▶ _Consigne_
Répondez aux questions ci-dessous à partir de l'extrait sur la sanction disciplinaire d'un magistrat, en reprenant la même lettre pour chaque réponse.
(a) Quel article de la Convention européenne de sauvegarde des droits de l'Homme M. H. invoque-t-il à l'appui de son recours ?
(b) Selon le Conseil d'Etat, pour quelle raison l'avis du Conseil supérieur de la magistrature n'a-t-il pas le caractère d'une sanction ?
(c) Quelle sanction le Garde des Sceaux a-t-il infligée à M. H. ?

▶ _Extrait fourni_
═══

M. H., dans l'arrêt d'espèce, demande l'annulation des deux décisions précitées fondant son recours essentiellement sur la méconnaissance des garanties de l'article 6 § 1 de la Convention européenne de sauvegarde des droits de l'Homme (CESDH) (notamment, à travers le principe d'impartialité N° Lexbase : L7558AIR) et sur le caractère disproportionné de la sanction qui lui a été infligée. Pour le Conseil d'Etat, dès lors que le Conseil supérieur de la magistrature (CSM) n'a aucun pouvoir de décision et se borne à émettre un avis, celui-ci n'a pas le caractère d'une sanction et le moyen tiré de ce qu'il aurait été rendu en méconnaissance des stipulations de l'article 6 § 1 de la CESDH ne peut être utilement invoqué. Toutefois, le moyen est opérant au titre du principe d'impartialité tel qu'il est défini en droit interne. Si le CSM était présidé par le procureur général près la Cour de cassation, la seule circonstance que son avis ait été rendu alors qu'était pendant devant la Cour de cassation, le pourvoi de ce magistrat contre l'arrêt de la cour d'appel rendu dans le cadre de la procédure pénale ayant trait aux mêmes faits que ceux pour lesquels l'intéressé était poursuivi disciplinairement n'est pas, par elle-même, de nature à établir que le CSM aurait statué en méconnaissance du principe d'impartialité. Enfin, le Conseil d'Etat rappelle qu'un magistrat se doit de respecter ses obligations professionnelles, mais aussi de s'abstenir de comportements qui, incompatibles avec l'exercice de ses fonctions, peuvent jeter sur elles le discrédit. En ce sens et eu égard à la gravité des faits avérés, le Garde des Sceaux n'a pas, en lui infligeant la révocation sans suspension des droits à pension, prononcé à son encontre une sanction disproportionnée.

═══

▶ _Données enregistrées_
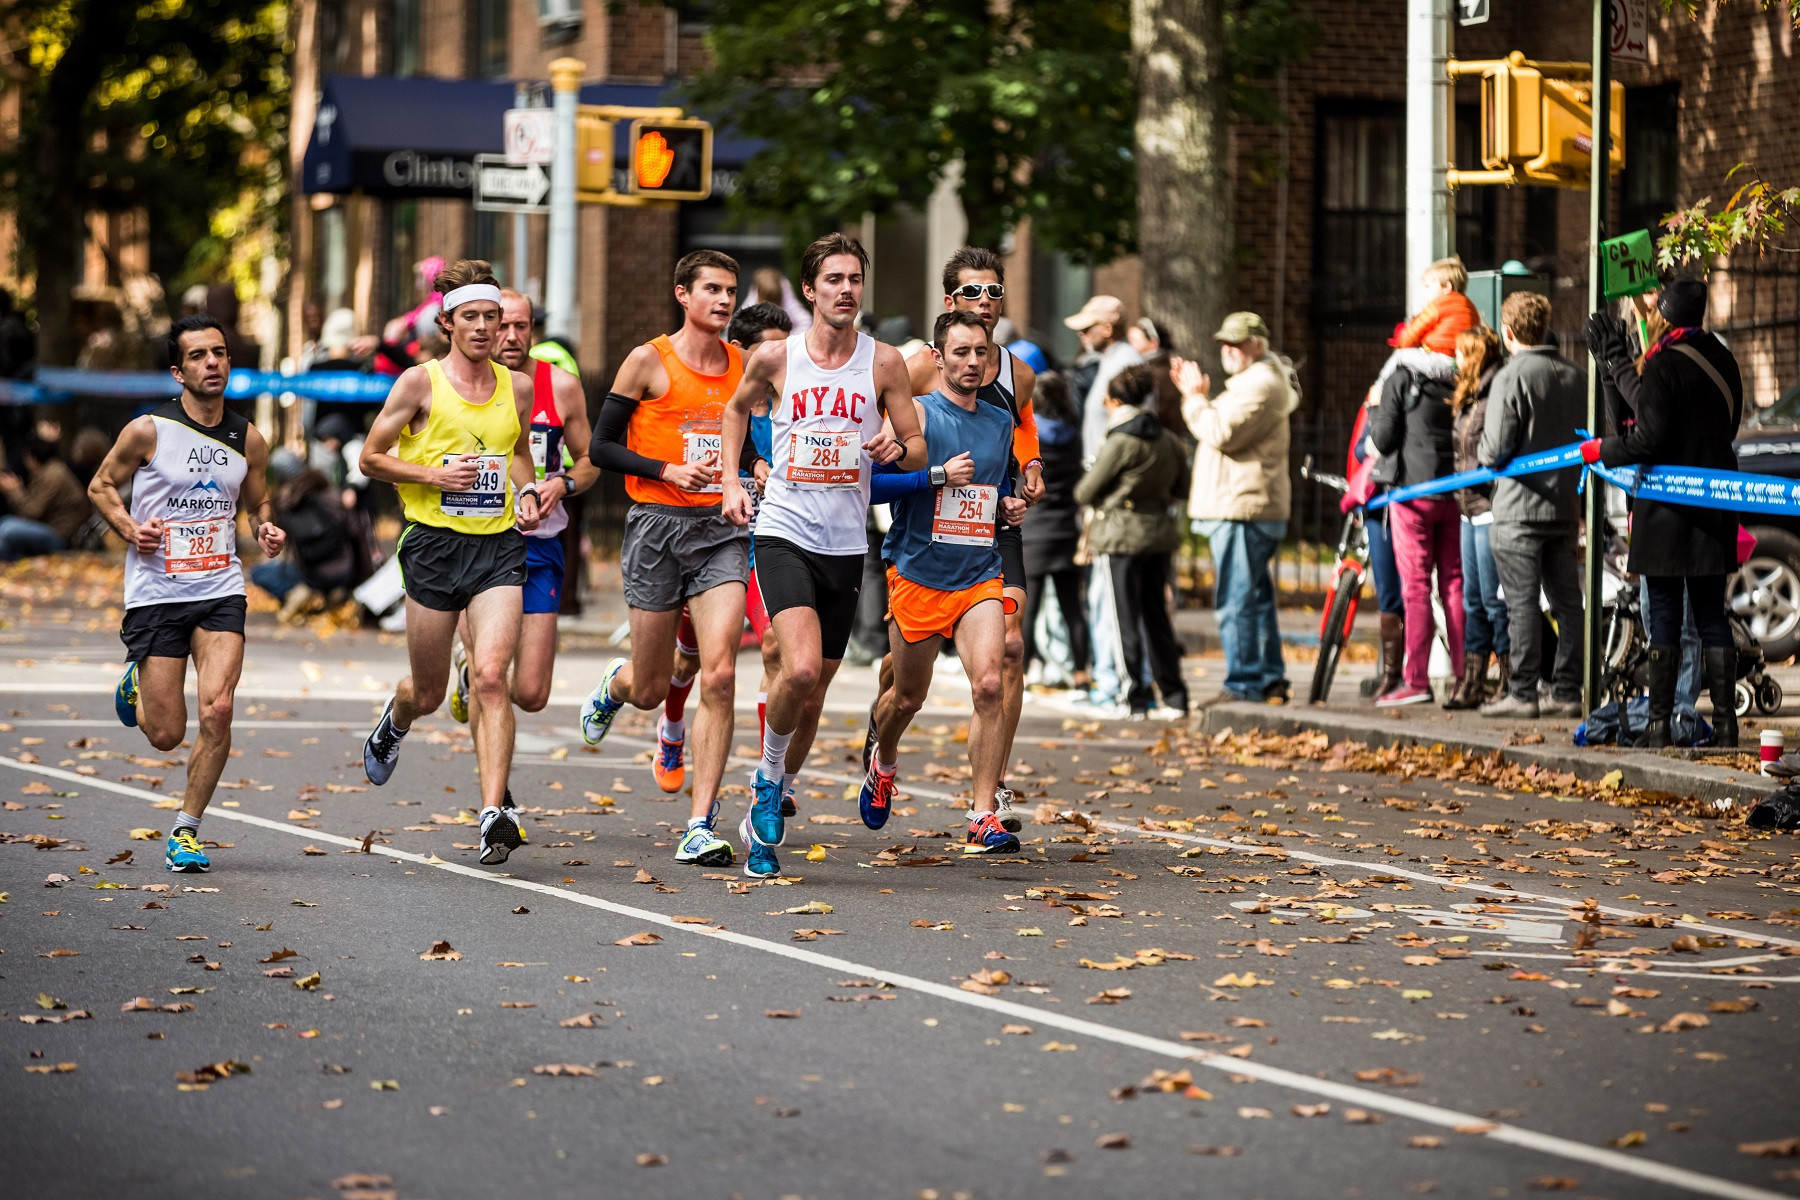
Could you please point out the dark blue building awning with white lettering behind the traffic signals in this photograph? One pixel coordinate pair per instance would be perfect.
(420, 138)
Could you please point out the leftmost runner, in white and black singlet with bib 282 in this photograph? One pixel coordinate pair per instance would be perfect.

═══

▶ _Réponse_
(a) L'article 6 § 1.
(b) Le Conseil supérieur de la magistrature n'a aucun pouvoir de décision et se borne à émettre un avis.
(c) La révocation sans suspension des droits à pension.